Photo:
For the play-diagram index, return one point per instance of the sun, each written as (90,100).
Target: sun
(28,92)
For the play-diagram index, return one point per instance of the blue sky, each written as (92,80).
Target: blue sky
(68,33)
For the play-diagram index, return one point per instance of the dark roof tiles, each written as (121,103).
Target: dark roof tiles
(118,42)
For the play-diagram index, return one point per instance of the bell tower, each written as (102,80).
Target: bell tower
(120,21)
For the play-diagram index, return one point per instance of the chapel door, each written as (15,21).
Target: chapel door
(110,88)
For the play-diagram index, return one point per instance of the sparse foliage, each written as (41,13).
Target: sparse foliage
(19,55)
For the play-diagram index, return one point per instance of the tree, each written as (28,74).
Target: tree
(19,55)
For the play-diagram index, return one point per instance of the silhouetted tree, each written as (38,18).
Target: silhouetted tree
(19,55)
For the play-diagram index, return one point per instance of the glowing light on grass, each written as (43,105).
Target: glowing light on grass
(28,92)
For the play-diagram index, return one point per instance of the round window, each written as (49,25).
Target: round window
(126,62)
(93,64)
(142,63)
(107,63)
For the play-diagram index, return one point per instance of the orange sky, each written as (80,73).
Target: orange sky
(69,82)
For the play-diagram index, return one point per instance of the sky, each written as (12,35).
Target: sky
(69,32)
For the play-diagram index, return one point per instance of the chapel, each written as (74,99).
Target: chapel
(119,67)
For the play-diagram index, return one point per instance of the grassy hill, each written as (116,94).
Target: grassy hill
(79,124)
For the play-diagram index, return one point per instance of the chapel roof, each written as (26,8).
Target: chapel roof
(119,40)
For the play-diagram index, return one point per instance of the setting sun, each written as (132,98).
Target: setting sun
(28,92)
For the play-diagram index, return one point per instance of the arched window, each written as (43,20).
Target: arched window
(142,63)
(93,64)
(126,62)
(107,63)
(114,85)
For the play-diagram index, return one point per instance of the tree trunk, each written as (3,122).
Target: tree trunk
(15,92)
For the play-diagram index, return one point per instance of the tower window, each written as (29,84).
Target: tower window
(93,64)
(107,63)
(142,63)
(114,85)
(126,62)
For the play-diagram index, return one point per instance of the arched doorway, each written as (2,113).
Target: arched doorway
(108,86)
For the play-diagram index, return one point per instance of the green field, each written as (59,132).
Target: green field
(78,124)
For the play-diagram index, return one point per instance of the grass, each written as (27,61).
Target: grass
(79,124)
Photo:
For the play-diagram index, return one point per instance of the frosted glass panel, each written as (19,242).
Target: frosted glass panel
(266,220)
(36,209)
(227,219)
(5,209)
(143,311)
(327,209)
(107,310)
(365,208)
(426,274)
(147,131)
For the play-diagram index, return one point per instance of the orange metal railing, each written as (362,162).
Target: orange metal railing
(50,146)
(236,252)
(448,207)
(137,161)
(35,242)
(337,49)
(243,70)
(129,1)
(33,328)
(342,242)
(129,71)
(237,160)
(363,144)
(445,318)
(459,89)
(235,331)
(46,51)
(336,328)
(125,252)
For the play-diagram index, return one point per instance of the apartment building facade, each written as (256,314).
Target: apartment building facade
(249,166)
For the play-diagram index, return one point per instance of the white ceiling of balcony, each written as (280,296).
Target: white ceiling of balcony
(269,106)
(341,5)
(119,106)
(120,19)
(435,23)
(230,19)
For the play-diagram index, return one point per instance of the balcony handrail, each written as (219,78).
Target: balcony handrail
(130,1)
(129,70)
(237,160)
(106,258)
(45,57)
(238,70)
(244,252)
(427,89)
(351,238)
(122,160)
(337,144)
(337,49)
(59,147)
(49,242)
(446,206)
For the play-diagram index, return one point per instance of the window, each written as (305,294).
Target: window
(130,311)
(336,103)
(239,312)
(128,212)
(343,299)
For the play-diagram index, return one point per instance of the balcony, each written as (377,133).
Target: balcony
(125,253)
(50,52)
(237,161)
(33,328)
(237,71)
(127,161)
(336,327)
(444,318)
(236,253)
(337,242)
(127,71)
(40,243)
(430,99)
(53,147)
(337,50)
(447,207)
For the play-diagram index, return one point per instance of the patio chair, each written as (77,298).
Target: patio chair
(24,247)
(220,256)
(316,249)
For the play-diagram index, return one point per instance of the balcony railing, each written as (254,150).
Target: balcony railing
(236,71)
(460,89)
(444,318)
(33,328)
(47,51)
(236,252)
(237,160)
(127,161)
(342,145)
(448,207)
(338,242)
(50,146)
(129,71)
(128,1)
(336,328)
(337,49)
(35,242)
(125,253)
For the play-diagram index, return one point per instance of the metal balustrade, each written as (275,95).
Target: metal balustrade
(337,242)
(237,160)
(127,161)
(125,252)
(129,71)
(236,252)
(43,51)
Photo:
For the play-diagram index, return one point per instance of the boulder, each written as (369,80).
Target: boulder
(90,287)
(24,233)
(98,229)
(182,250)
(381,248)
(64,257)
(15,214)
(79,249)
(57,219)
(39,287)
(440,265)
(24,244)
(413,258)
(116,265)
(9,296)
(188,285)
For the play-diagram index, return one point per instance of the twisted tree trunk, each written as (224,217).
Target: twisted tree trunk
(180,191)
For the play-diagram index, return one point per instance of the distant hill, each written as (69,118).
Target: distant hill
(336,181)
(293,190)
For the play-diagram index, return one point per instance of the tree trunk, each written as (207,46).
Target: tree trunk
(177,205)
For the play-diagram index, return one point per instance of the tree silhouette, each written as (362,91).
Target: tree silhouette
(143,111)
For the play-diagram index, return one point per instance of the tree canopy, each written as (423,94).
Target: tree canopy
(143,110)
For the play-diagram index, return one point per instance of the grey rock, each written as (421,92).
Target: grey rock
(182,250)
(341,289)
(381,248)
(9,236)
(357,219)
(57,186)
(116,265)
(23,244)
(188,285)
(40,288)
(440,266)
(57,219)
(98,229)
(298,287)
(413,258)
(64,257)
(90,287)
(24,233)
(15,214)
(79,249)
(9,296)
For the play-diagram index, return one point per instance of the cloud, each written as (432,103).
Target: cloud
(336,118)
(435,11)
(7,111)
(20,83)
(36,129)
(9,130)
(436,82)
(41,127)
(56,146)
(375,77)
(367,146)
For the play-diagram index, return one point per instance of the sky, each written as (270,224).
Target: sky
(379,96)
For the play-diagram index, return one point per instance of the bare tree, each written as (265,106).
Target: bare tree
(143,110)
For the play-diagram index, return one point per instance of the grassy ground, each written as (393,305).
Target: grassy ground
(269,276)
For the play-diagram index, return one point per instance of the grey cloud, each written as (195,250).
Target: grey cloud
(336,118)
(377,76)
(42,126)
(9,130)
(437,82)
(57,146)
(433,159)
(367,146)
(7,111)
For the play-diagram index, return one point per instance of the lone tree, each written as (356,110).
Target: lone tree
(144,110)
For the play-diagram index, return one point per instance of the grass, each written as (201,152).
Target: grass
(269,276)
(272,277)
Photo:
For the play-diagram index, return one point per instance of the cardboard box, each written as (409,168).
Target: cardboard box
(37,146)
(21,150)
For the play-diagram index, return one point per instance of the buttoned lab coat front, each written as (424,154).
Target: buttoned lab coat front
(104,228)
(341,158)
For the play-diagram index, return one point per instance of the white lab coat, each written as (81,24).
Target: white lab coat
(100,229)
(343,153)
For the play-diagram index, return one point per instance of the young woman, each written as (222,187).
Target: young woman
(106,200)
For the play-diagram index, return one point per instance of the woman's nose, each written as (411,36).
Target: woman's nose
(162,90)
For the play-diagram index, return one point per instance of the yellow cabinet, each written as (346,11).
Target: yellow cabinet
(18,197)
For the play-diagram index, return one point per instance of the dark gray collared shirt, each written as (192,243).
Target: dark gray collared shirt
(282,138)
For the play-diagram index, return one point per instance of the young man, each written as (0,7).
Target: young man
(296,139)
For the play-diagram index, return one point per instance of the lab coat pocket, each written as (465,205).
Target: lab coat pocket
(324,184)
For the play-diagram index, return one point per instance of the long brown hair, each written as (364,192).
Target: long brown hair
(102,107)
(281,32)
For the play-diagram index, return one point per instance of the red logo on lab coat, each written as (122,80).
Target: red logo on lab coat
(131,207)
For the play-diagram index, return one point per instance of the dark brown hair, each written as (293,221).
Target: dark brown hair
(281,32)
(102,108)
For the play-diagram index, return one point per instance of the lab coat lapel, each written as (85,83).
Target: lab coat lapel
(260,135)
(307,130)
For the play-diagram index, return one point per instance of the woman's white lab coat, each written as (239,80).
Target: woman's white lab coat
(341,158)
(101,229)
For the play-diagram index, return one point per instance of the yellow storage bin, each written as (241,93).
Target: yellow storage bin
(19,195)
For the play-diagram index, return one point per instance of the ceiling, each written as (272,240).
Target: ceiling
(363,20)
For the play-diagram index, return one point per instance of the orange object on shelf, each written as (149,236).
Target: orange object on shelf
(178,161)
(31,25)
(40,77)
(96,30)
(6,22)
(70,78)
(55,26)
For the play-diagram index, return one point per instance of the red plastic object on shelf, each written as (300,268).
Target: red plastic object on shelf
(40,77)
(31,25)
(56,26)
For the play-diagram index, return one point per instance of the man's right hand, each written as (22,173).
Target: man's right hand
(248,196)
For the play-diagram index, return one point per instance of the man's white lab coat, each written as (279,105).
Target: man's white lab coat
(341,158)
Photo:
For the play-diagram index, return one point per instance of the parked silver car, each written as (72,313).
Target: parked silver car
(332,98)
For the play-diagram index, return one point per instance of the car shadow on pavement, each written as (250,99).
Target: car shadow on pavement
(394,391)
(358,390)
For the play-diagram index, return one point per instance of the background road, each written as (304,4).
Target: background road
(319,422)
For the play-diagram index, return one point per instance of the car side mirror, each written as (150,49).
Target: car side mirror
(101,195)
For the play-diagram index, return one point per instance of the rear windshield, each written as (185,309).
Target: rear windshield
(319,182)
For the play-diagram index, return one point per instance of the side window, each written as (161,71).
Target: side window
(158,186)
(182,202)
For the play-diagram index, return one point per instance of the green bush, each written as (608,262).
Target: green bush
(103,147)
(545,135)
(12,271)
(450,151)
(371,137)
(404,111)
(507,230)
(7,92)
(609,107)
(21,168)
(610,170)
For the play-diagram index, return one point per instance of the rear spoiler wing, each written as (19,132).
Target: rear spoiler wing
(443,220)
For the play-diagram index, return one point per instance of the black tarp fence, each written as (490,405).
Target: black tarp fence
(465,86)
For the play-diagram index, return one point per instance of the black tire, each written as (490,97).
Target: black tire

◆ ◆ ◆

__EXERCISE DIRECTIONS__:
Retype nothing except the lines from the line holding "written as (300,268)." through the last line of the entries, both included.

__ANSWER IN FULL__:
For the play-diagram index, return one point per instance of the red plastic object on shelf, each written as (300,268).
Target: red plastic object on shelf
(40,77)
(31,25)
(56,26)
For the play-diagram index, return one point per instance of the man's right hand, each written as (22,173).
Target: man's right hand
(248,196)
For the play-diagram index, return one point per instance of the man's white lab coat, each written as (279,105).
Target: man's white lab coat
(341,158)
Photo:
For the play-diagram index, return one point per instance of the parked silver car, each written as (72,313).
Target: parked silver car
(332,98)
For the play-diagram index, return one point per instance of the car shadow on pavement, each written as (250,99).
Target: car shadow on pavement
(394,391)
(358,390)
For the play-diagram index, return one point per instance of the background road, each written as (304,4).
Target: background road
(319,422)
For the play-diagram index, return one point per instance of the car side mirror, each written as (150,49).
Target: car side mirror
(101,195)
For the play-diagram index, return one point per instance of the rear windshield, each written as (185,309).
Target: rear windshield
(319,182)
For the play-diagram index, return one point per instance of the side window, each written as (161,71).
Target: side window
(158,186)
(182,202)
For the play-diagram index, return one point per instance of the green bush, each written as (608,262).
Target: green bush
(103,147)
(545,135)
(12,271)
(450,151)
(371,137)
(404,111)
(507,230)
(7,92)
(609,107)
(21,168)
(610,170)
For the play-diagram index, return one point per instance of the rear spoiler wing, each written as (19,132).
Target: rear spoiler wing
(443,220)
For the play-diagram index, return one point per instance of the black tarp fence, each written as (490,405).
Target: black tarp fence
(465,86)
For the play-diagram index, return one point per instance of the black tire, each written as (490,97).
Target: black tire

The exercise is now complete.